Any image in the records should be left out; output everything else exactly.

** Opening Entries provided block **

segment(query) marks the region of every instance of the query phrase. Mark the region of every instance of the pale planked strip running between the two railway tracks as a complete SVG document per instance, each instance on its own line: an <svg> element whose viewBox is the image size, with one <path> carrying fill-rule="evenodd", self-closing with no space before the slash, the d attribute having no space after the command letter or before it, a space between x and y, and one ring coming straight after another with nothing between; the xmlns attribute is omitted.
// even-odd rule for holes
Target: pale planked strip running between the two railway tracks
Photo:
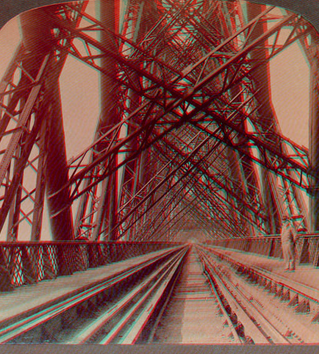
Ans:
<svg viewBox="0 0 319 354"><path fill-rule="evenodd" d="M240 344L219 294L212 292L195 247L166 306L157 318L153 342L161 344Z"/></svg>

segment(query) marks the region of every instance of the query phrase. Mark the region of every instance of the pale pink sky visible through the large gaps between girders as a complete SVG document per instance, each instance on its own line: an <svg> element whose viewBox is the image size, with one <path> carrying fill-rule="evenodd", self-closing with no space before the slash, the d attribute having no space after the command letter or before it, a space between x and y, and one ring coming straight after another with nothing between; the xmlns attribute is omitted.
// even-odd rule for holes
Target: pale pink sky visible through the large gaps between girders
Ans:
<svg viewBox="0 0 319 354"><path fill-rule="evenodd" d="M87 12L94 15L95 7L95 1L91 0ZM0 77L19 40L18 21L13 19L0 31ZM283 135L308 147L309 66L298 44L272 59L270 81L272 102ZM94 136L99 114L98 73L69 57L60 84L67 157L70 159L84 150ZM42 239L50 239L47 221L43 228ZM0 240L3 237L0 235Z"/></svg>

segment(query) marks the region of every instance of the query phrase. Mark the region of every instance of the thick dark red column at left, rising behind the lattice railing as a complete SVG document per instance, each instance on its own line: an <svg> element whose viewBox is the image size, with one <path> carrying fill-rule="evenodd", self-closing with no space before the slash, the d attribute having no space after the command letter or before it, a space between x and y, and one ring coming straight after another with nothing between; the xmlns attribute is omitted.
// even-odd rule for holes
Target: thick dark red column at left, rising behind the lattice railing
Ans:
<svg viewBox="0 0 319 354"><path fill-rule="evenodd" d="M32 53L32 57L27 61L27 65L31 67L31 72L37 72L43 57L52 50L52 23L50 17L43 9L23 14L20 21L23 44ZM39 112L38 114L47 114L52 119L50 129L47 132L49 139L47 152L47 194L49 196L48 208L52 238L54 240L72 240L74 235L71 207L68 205L68 190L62 189L61 192L56 193L68 182L68 169L60 94L55 75L52 74L51 80L47 81L46 90L52 94L52 103L46 106L47 112ZM38 233L39 231L37 231ZM38 237L36 236L36 238Z"/></svg>

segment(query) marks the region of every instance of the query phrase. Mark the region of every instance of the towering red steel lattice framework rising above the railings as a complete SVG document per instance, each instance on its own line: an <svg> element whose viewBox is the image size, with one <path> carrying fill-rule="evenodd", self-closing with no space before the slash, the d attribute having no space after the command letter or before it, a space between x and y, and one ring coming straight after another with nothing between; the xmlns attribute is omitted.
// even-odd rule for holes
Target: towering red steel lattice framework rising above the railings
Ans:
<svg viewBox="0 0 319 354"><path fill-rule="evenodd" d="M88 1L20 16L0 83L1 234L40 240L46 204L54 240L244 238L278 233L284 214L317 231L317 139L309 155L281 133L268 67L298 41L317 71L313 27L236 0L100 5L99 16ZM96 130L72 159L59 88L68 56L100 73L99 116L78 118Z"/></svg>

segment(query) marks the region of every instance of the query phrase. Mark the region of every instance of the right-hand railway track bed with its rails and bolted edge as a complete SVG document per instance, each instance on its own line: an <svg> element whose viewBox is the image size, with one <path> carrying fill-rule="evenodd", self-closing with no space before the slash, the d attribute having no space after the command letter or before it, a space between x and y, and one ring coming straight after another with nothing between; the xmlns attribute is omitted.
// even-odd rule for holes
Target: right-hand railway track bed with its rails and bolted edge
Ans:
<svg viewBox="0 0 319 354"><path fill-rule="evenodd" d="M244 336L256 344L318 343L318 300L309 287L198 247L205 272L225 297ZM256 269L258 268L258 269ZM311 304L311 305L310 305Z"/></svg>

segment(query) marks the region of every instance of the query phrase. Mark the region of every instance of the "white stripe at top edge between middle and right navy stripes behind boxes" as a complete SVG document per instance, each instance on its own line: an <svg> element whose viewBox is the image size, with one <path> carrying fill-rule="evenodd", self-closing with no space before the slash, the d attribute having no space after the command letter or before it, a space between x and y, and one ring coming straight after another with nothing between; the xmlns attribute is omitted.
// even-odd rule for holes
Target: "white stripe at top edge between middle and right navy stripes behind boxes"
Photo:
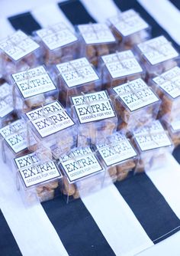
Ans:
<svg viewBox="0 0 180 256"><path fill-rule="evenodd" d="M112 0L81 0L81 2L88 13L98 22L104 22L107 18L120 12Z"/></svg>

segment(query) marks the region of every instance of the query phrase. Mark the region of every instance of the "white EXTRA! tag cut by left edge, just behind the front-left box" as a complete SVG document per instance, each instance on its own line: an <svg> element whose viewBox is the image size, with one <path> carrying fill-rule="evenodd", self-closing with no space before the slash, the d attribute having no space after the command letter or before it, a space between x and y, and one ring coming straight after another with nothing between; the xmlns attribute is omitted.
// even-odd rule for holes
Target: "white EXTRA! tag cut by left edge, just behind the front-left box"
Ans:
<svg viewBox="0 0 180 256"><path fill-rule="evenodd" d="M27 129L24 120L17 120L14 123L3 127L0 130L0 133L14 153L19 153L22 150L27 149ZM35 140L32 136L30 137L30 141L31 145L35 144Z"/></svg>

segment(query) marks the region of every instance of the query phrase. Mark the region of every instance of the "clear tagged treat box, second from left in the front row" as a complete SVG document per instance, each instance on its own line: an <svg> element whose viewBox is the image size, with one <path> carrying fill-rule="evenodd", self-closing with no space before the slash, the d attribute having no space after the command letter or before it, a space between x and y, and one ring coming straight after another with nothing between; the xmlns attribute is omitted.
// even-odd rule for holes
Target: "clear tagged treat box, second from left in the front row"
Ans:
<svg viewBox="0 0 180 256"><path fill-rule="evenodd" d="M62 192L67 203L103 187L104 167L89 146L74 148L60 157L59 169L63 173Z"/></svg>

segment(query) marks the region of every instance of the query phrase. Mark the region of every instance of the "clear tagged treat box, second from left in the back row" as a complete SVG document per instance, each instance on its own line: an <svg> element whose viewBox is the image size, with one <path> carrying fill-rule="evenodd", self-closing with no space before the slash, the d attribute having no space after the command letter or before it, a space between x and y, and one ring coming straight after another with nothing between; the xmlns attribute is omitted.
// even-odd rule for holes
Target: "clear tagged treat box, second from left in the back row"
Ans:
<svg viewBox="0 0 180 256"><path fill-rule="evenodd" d="M34 37L43 48L43 61L48 66L77 57L78 38L63 22L35 31Z"/></svg>

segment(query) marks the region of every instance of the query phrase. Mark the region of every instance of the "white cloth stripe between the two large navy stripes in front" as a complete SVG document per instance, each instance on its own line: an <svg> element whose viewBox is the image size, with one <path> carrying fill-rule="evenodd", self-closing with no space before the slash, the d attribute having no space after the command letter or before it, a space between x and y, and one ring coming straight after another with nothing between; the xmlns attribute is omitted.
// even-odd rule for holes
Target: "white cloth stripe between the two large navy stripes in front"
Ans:
<svg viewBox="0 0 180 256"><path fill-rule="evenodd" d="M82 197L82 202L117 256L133 256L153 245L114 185Z"/></svg>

** Closing Entries provided block **

* _Solution to this problem_
segment(query) marks the region of every instance of the query phrase. Mark the region of every instance of the pale planked strip running between the two railway tracks as a complete SVG document per instance, each instance on its own line: an <svg> element whose viewBox is the image size, with one <path> carrying fill-rule="evenodd", self-closing with no space before the slash, the d attribute having no space after the command letter or before it, a space between x and y, and one ring coming straight after another with nothing between; the xmlns attribute is omitted.
// even-odd rule for holes
Target: pale planked strip running between the two railway tracks
Photo:
Ans:
<svg viewBox="0 0 319 354"><path fill-rule="evenodd" d="M240 344L219 294L212 292L195 247L166 306L157 318L153 342L161 344Z"/></svg>

segment(query) marks the region of every instance of the query phrase. Mark the region of every instance of the pale pink sky visible through the large gaps between girders as a complete SVG document per instance, each instance on its own line: an <svg> element whose viewBox is the image size, with one <path> carrying fill-rule="evenodd", self-closing with no space before the slash, the d attribute having no space after the command letter or before it, a space between x and y, and one ring coming straight after another with nothing between; the xmlns attribute is omitted.
// even-odd rule for holes
Target: pale pink sky visible through the large gaps between girders
Ans:
<svg viewBox="0 0 319 354"><path fill-rule="evenodd" d="M87 12L94 15L95 7L95 1L91 0ZM0 77L19 40L18 21L13 19L0 31ZM283 135L308 147L309 66L298 44L272 59L270 81L272 102ZM94 136L99 114L98 73L69 57L60 84L67 157L70 159L84 150ZM42 239L50 239L47 221L43 228ZM0 240L3 237L0 235Z"/></svg>

segment(query) marks the region of every instance of the query phrase. Mark the region of every instance of the thick dark red column at left, rising behind the lattice railing as a complete SVG document per instance, each instance on its own line: an <svg> element whose viewBox is the image size, with one <path> carrying fill-rule="evenodd", self-closing with no space before the slash, the d attribute having no space after the command letter or before it, a space between x and y, and one ring coming straight after another with nothing between; the xmlns attribute is omitted.
// even-odd rule for holes
Target: thick dark red column at left, rising behind the lattice railing
Ans:
<svg viewBox="0 0 319 354"><path fill-rule="evenodd" d="M32 53L32 57L27 61L27 65L31 67L31 72L37 72L43 57L52 50L52 23L50 17L43 9L23 14L20 21L23 44ZM39 112L38 114L47 114L52 119L50 129L47 132L49 139L47 152L47 194L49 196L48 208L52 238L54 240L72 240L74 235L71 207L68 205L68 190L62 189L61 192L56 193L68 182L68 169L60 94L55 75L52 74L51 80L47 81L46 90L52 94L52 103L46 106L47 112ZM38 233L39 231L37 231ZM38 237L36 236L36 238Z"/></svg>

segment(query) marks the region of every instance of the query phrase. Mark the region of every instance of the towering red steel lattice framework rising above the railings as a complete SVG document per instance, each instance on its own line: an <svg> element whose viewBox is the image size, with one <path> carrying fill-rule="evenodd", self-closing with no space before the slash, the d attribute having no space after the command letter or before it, a space between x and y, and one ring coming straight after another with nothing between; the xmlns attribute is omitted.
// even-odd rule for holes
Target: towering red steel lattice framework rising above the railings
Ans:
<svg viewBox="0 0 319 354"><path fill-rule="evenodd" d="M88 1L20 16L0 83L1 234L40 240L46 204L54 240L244 238L278 233L284 214L317 231L317 139L309 155L281 133L268 67L298 41L317 71L313 27L236 0L100 5L99 16ZM96 130L72 159L59 88L68 56L100 73L99 116L78 118Z"/></svg>

segment(query) marks the region of every instance of the query phrase. Mark the region of every instance of the right-hand railway track bed with its rails and bolted edge as a complete SVG document per instance, each instance on its own line: an <svg> element whose viewBox is the image size, with one <path> carrying fill-rule="evenodd", self-closing with no space before the slash, the d attribute having no space after the command letter or before it, a space between x and y, and one ring coming straight after another with nothing between; the xmlns attribute is omitted.
// even-odd rule for holes
Target: right-hand railway track bed with its rails and bolted edge
Ans:
<svg viewBox="0 0 319 354"><path fill-rule="evenodd" d="M244 336L256 344L318 343L318 300L309 287L198 247L205 272L225 297ZM256 269L258 268L258 269ZM311 304L311 305L310 305Z"/></svg>

segment(query) marks the region of every instance of the query phrase. Mark the region of every instance of the "white stripe at top edge between middle and right navy stripes behind boxes" as a complete SVG document per instance, each instance on its own line: an <svg> element whose viewBox is the image size, with one <path> carrying fill-rule="evenodd", self-closing with no space before the slash, the d attribute having no space after the command letter or before it, a space between x and y, and one ring coming straight after another with nothing between; the xmlns attribute is omitted.
// even-odd rule for holes
Target: "white stripe at top edge between middle and right navy stripes behind boxes"
Photo:
Ans:
<svg viewBox="0 0 180 256"><path fill-rule="evenodd" d="M112 0L81 0L81 2L88 13L98 22L104 22L107 18L120 12Z"/></svg>

segment(query) marks the region of every instance of the query phrase. Mark the region of every instance of the "white EXTRA! tag cut by left edge, just behind the front-left box" as a complete SVG document per instance, each instance on its own line: an <svg> element whose viewBox is the image size, with one <path> carrying fill-rule="evenodd", self-closing with no space before the slash, the d attribute having no space after the command letter or before it, a space between x and y, and one ring coming straight after another with nothing between; the xmlns attribute is omitted.
// even-odd rule for holes
Target: "white EXTRA! tag cut by left edge, just behind the front-left box"
Ans:
<svg viewBox="0 0 180 256"><path fill-rule="evenodd" d="M27 129L24 120L17 120L14 123L3 127L0 130L0 133L14 153L19 153L22 150L27 149ZM35 140L32 136L30 137L30 141L31 145L35 144Z"/></svg>

segment(query) marks the region of every instance of the query phrase. Mark the region of every instance of the "clear tagged treat box, second from left in the front row" as a complete SVG document per instance, each instance on its own line: an <svg> element whose viewBox is the image size, with one <path> carrying fill-rule="evenodd", self-closing with no space before the slash, the d attribute having no space after the command letter or before it, a space between x and y, and one ring coming straight after another with nothing between; the xmlns attribute is omitted.
// even-odd rule for holes
Target: "clear tagged treat box, second from left in the front row"
Ans:
<svg viewBox="0 0 180 256"><path fill-rule="evenodd" d="M62 192L67 203L103 187L104 167L89 146L74 148L60 157L59 169L63 173Z"/></svg>

segment(query) marks the region of every instance of the query phrase. Mark the region of every instance of the "clear tagged treat box, second from left in the back row" as a complete SVG document per instance, each instance on its own line: an <svg> element whose viewBox is the image size, with one <path> carrying fill-rule="evenodd", self-closing with no space before the slash, the d attribute having no space after the command letter or before it, a space between x and y, and one ring coming straight after another with nothing between; the xmlns attribute is omitted.
// even-odd rule for holes
Target: "clear tagged treat box, second from left in the back row"
Ans:
<svg viewBox="0 0 180 256"><path fill-rule="evenodd" d="M34 37L43 48L43 61L48 66L77 57L78 38L63 22L35 31Z"/></svg>

segment(query) marks the region of every instance of the query phrase. Mark the region of every instance of the "white cloth stripe between the two large navy stripes in front" as a complete SVG document per instance, each instance on its own line: an <svg> element whose viewBox is the image size, with one <path> carrying fill-rule="evenodd", self-closing with no space before the slash, the d attribute having no space after the command letter or before it, a space between x and y, and one ring coming straight after another with nothing between; the xmlns attribute is omitted.
// even-odd rule for holes
Target: "white cloth stripe between the two large navy stripes in front"
Ans:
<svg viewBox="0 0 180 256"><path fill-rule="evenodd" d="M82 197L82 202L117 256L133 256L153 245L114 185Z"/></svg>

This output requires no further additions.